┌─ Input for this task

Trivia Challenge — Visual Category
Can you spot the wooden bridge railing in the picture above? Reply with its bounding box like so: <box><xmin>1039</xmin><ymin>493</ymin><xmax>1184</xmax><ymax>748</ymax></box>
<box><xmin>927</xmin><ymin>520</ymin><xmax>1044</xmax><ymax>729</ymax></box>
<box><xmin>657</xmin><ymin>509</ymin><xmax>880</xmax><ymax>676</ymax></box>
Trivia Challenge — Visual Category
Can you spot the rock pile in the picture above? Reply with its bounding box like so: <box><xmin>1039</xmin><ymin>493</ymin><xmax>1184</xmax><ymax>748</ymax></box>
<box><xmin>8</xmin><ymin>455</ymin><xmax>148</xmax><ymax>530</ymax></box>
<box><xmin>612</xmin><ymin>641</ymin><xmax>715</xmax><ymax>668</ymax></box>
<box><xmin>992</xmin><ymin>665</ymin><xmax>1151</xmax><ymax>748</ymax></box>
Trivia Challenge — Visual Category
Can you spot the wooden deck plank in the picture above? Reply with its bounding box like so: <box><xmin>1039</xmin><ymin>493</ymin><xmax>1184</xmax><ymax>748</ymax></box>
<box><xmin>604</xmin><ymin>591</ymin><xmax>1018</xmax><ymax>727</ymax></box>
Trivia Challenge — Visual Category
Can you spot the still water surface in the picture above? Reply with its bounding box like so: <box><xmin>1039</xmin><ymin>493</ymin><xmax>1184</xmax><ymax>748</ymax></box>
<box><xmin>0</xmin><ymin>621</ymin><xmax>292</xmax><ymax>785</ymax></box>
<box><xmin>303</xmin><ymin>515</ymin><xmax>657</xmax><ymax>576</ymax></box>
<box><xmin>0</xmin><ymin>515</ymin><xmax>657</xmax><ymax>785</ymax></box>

└─

▶ **Problem statement**: Format every line of the records above as a Markdown table with the columns No. and Line, numbering the rows in order and leaving out blank lines.

▶ **The completed task**:
| No. | Line |
|---|---|
| 1 | Trivia Challenge — Visual Category |
| 2 | Can you spot the wooden bridge railing in the picture above? Reply with its bounding box like so: <box><xmin>1039</xmin><ymin>493</ymin><xmax>1184</xmax><ymax>748</ymax></box> |
| 3 | <box><xmin>927</xmin><ymin>520</ymin><xmax>1044</xmax><ymax>729</ymax></box> |
| 4 | <box><xmin>657</xmin><ymin>509</ymin><xmax>880</xmax><ymax>676</ymax></box> |
| 5 | Trivia Challenge — Visual Category |
| 6 | Can you spot the rock pile in the picture above? Reply with its bounding box like so: <box><xmin>1039</xmin><ymin>493</ymin><xmax>1184</xmax><ymax>748</ymax></box> |
| 7 | <box><xmin>8</xmin><ymin>455</ymin><xmax>148</xmax><ymax>530</ymax></box> |
| 8 | <box><xmin>612</xmin><ymin>641</ymin><xmax>715</xmax><ymax>668</ymax></box> |
| 9 | <box><xmin>992</xmin><ymin>665</ymin><xmax>1151</xmax><ymax>748</ymax></box> |
| 10 | Trivia Challenge — Visual Category |
| 11 | Can you spot the wooden deck plank in the picture above? Reply with its bounding box like so: <box><xmin>1039</xmin><ymin>493</ymin><xmax>1184</xmax><ymax>748</ymax></box> |
| 12 | <box><xmin>604</xmin><ymin>591</ymin><xmax>1018</xmax><ymax>727</ymax></box> |
| 13 | Trivia Challenge — Visual Category |
| 14 | Can you spot the still water surface in the picture above? Reply with its bounding box like so: <box><xmin>1039</xmin><ymin>493</ymin><xmax>1184</xmax><ymax>748</ymax></box> |
| 15 | <box><xmin>0</xmin><ymin>621</ymin><xmax>292</xmax><ymax>785</ymax></box> |
| 16 | <box><xmin>303</xmin><ymin>515</ymin><xmax>657</xmax><ymax>576</ymax></box> |
| 17 | <box><xmin>0</xmin><ymin>515</ymin><xmax>657</xmax><ymax>785</ymax></box> |